→ **WORK ORDER**
The listing must be copied out in full and exactly; no images go with it.

....

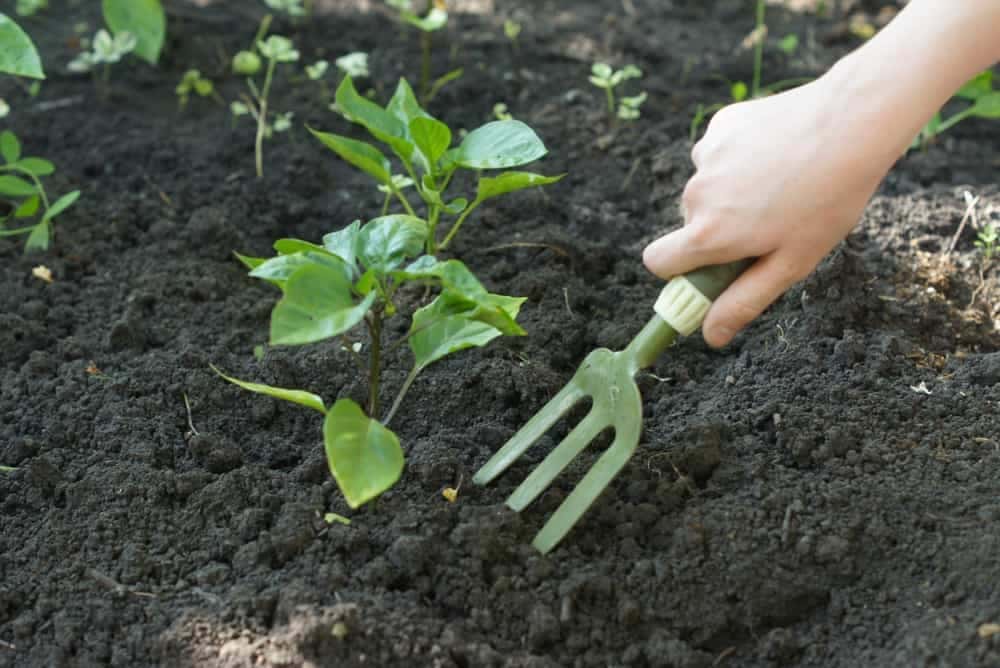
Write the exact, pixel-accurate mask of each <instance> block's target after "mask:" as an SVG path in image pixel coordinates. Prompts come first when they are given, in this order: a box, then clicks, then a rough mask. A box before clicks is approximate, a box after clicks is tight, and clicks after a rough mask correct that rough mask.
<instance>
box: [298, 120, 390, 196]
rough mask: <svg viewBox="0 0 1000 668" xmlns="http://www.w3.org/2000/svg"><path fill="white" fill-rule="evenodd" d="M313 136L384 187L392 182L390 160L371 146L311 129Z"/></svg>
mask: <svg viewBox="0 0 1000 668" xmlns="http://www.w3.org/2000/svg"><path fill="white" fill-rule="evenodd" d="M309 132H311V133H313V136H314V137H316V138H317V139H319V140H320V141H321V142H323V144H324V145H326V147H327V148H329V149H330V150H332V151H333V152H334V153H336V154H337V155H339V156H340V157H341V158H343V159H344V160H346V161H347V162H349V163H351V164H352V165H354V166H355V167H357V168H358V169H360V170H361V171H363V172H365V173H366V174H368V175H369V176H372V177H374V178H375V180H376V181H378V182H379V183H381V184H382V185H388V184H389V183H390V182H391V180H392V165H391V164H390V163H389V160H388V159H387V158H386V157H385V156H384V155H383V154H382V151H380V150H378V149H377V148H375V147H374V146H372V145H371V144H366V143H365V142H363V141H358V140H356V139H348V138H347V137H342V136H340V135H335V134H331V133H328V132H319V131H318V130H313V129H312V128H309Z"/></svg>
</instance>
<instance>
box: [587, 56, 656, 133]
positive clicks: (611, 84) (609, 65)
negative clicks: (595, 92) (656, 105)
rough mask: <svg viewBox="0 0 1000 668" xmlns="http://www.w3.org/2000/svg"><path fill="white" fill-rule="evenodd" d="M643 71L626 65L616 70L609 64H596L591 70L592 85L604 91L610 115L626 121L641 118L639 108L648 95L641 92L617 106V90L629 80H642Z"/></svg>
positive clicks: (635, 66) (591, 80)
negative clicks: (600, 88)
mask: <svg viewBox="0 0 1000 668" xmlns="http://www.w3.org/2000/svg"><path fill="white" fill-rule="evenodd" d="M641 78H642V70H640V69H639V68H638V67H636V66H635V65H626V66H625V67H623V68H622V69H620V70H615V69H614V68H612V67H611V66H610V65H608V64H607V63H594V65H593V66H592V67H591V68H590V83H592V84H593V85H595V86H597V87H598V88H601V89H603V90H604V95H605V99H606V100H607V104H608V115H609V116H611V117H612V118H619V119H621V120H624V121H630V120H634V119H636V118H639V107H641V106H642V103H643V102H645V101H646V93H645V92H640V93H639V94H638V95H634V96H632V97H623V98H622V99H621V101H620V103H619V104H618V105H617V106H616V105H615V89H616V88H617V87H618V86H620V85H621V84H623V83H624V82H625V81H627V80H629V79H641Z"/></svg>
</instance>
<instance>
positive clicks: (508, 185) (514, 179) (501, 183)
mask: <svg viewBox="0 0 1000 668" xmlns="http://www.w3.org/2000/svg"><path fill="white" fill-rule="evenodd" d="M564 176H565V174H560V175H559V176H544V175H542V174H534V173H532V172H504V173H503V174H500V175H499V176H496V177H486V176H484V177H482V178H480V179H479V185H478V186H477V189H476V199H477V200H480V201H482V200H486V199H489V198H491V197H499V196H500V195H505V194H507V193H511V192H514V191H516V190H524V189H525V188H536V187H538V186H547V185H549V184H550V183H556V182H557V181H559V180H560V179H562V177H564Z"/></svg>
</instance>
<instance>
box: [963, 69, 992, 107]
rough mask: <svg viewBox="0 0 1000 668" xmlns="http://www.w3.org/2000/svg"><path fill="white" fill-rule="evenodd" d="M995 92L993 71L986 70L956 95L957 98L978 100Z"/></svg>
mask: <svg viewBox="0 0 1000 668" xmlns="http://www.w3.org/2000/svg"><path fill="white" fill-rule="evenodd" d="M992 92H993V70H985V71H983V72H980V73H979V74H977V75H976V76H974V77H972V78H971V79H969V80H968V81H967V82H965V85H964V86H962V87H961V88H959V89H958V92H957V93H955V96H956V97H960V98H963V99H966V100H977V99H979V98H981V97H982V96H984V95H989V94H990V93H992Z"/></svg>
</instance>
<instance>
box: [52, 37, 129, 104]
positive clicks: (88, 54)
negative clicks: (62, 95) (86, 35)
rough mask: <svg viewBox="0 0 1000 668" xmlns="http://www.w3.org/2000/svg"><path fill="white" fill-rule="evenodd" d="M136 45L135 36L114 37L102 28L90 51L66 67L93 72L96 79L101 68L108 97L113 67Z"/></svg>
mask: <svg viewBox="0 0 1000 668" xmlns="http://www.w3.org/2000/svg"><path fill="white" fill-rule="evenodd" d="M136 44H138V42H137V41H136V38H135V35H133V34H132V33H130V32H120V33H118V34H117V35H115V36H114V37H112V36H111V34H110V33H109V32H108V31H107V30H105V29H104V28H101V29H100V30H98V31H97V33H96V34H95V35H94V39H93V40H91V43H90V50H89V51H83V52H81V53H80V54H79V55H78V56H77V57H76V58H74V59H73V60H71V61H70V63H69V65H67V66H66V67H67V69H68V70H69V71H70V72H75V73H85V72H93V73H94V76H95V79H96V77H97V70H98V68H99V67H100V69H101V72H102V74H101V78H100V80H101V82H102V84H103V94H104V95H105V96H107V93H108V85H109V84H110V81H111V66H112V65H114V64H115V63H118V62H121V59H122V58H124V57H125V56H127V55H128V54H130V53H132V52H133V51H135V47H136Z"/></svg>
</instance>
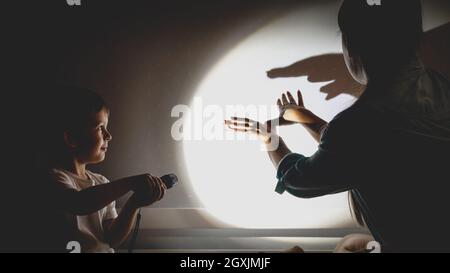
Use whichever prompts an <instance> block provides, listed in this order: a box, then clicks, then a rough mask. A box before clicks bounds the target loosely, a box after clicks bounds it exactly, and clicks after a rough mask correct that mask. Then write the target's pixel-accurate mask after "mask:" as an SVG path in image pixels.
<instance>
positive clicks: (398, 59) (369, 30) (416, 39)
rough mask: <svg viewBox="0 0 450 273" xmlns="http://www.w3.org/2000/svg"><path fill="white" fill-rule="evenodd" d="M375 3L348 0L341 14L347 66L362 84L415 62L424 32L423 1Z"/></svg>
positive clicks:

....

→ **TASK RESULT**
Write the exact, pixel-accurate mask of each <instance> block's target after "mask:" as an SVG path in image pixel coordinates. Prompts come first when they are given, in this order: a box, then clicks, then a rough mask. A box before clicks is approximate, a box after clicks is tight, and clicks after a rough mask correct that rough mask.
<instance>
box: [298, 120, 390, 196]
rough mask: <svg viewBox="0 0 1000 668" xmlns="http://www.w3.org/2000/svg"><path fill="white" fill-rule="evenodd" d="M313 136L384 187L392 182L390 160L371 146L311 129Z"/></svg>
mask: <svg viewBox="0 0 1000 668" xmlns="http://www.w3.org/2000/svg"><path fill="white" fill-rule="evenodd" d="M309 132H311V133H313V136H314V137H316V138H317V139H319V140H320V141H321V142H323V144H324V145H326V147H327V148H329V149H330V150H332V151H333V152H334V153H336V154H337V155H339V156H340V157H341V158H343V159H344V160H346V161H347V162H349V163H351V164H352V165H354V166H355V167H357V168H358V169H360V170H361V171H363V172H365V173H366V174H368V175H369V176H372V177H374V178H375V180H376V181H378V182H379V183H381V184H382V185H388V184H389V183H390V182H391V180H392V165H391V164H390V163H389V160H388V159H387V158H386V157H385V156H384V155H383V154H382V151H380V150H378V149H377V148H375V147H374V146H372V145H371V144H366V143H365V142H363V141H358V140H356V139H348V138H347V137H342V136H340V135H335V134H331V133H328V132H319V131H318V130H313V129H312V128H309Z"/></svg>
</instance>
<instance>
box: [587, 56, 656, 133]
positive clicks: (611, 84) (609, 65)
negative clicks: (595, 92) (656, 105)
rough mask: <svg viewBox="0 0 1000 668" xmlns="http://www.w3.org/2000/svg"><path fill="white" fill-rule="evenodd" d="M643 71L626 65L616 70L609 64H596L591 70L592 85L604 91L610 115L626 121L641 118L639 108L648 95L641 92L617 106V90L629 80H642Z"/></svg>
positive clicks: (635, 66) (591, 80)
negative clicks: (600, 88)
mask: <svg viewBox="0 0 1000 668" xmlns="http://www.w3.org/2000/svg"><path fill="white" fill-rule="evenodd" d="M641 78H642V70H640V69H639V68H638V67H636V66H635V65H626V66H625V67H623V68H622V69H620V70H615V69H614V68H612V67H611V66H610V65H608V64H607V63H594V65H593V66H592V67H591V68H590V83H592V84H593V85H595V86H597V87H598V88H601V89H603V90H604V95H605V99H606V100H607V104H608V115H609V116H611V117H612V118H619V119H621V120H624V121H630V120H634V119H636V118H639V107H641V106H642V103H643V102H645V101H646V93H645V92H640V93H639V94H638V95H634V96H632V97H623V98H622V99H621V101H620V103H619V104H618V105H617V106H616V105H615V89H616V88H617V87H618V86H620V85H621V84H623V83H624V82H625V81H627V80H629V79H641Z"/></svg>
</instance>
<instance>
positive clicks: (508, 185) (514, 179) (501, 183)
mask: <svg viewBox="0 0 1000 668" xmlns="http://www.w3.org/2000/svg"><path fill="white" fill-rule="evenodd" d="M564 176H565V174H560V175H559V176H544V175H542V174H534V173H532V172H504V173H503V174H500V175H499V176H496V177H486V176H484V177H482V178H480V179H479V185H478V186H477V189H476V199H477V200H480V201H482V200H486V199H489V198H491V197H499V196H500V195H505V194H507V193H511V192H514V191H516V190H524V189H525V188H536V187H538V186H547V185H549V184H550V183H556V182H557V181H559V180H560V179H562V177H564Z"/></svg>
</instance>
<instance>
box: [963, 69, 992, 107]
rough mask: <svg viewBox="0 0 1000 668" xmlns="http://www.w3.org/2000/svg"><path fill="white" fill-rule="evenodd" d="M995 92L993 71L986 70L956 95L957 98L978 100Z"/></svg>
mask: <svg viewBox="0 0 1000 668" xmlns="http://www.w3.org/2000/svg"><path fill="white" fill-rule="evenodd" d="M992 92H993V70H985V71H983V72H980V73H979V74H977V75H976V76H974V77H972V78H971V79H969V80H968V81H967V82H965V85H964V86H962V87H961V88H959V89H958V92H957V93H955V96H956V97H960V98H963V99H966V100H977V99H979V98H981V97H982V96H984V95H989V94H990V93H992Z"/></svg>
</instance>
<instance>
box: [52, 37, 129, 104]
positive clicks: (88, 54)
negative clicks: (62, 95) (86, 35)
rough mask: <svg viewBox="0 0 1000 668" xmlns="http://www.w3.org/2000/svg"><path fill="white" fill-rule="evenodd" d="M136 45L135 36L114 37L102 28L90 51L66 67L93 72L96 79L101 68L108 97L113 67Z"/></svg>
mask: <svg viewBox="0 0 1000 668" xmlns="http://www.w3.org/2000/svg"><path fill="white" fill-rule="evenodd" d="M136 44H138V42H137V41H136V38H135V35H133V34H132V33H130V32H120V33H118V34H117V35H115V36H114V37H112V36H111V34H110V33H109V32H108V31H107V30H105V29H104V28H101V29H100V30H98V31H97V33H96V34H95V35H94V39H93V40H91V43H90V50H89V51H83V52H81V53H80V54H79V55H78V56H77V57H76V58H74V59H73V60H71V61H70V63H69V65H67V66H66V67H67V69H68V70H69V71H70V72H75V73H85V72H93V73H94V76H95V79H96V77H97V70H98V68H99V67H100V69H101V72H102V74H101V78H100V80H101V82H102V84H103V94H104V95H105V96H107V93H108V85H109V84H110V81H111V66H112V65H114V64H115V63H118V62H121V59H122V58H124V57H125V56H127V55H128V54H130V53H132V52H133V51H135V47H136Z"/></svg>
</instance>
Use whichever prompts an <instance> block provides, listed in this order: a box, then clicks, then a rough mask. A box before clicks bounds the target loosely, a box after clicks bounds it exactly, and clicks after a rough mask correct that mask. Then write the target's pixel-accurate mask after "mask:" as an SVG path in image pixels.
<instance>
positive clicks: (398, 59) (369, 30) (416, 39)
rough mask: <svg viewBox="0 0 450 273" xmlns="http://www.w3.org/2000/svg"><path fill="white" fill-rule="evenodd" d="M375 3L348 0L341 14L347 66L362 84L415 62L424 32L423 1Z"/></svg>
positive clicks:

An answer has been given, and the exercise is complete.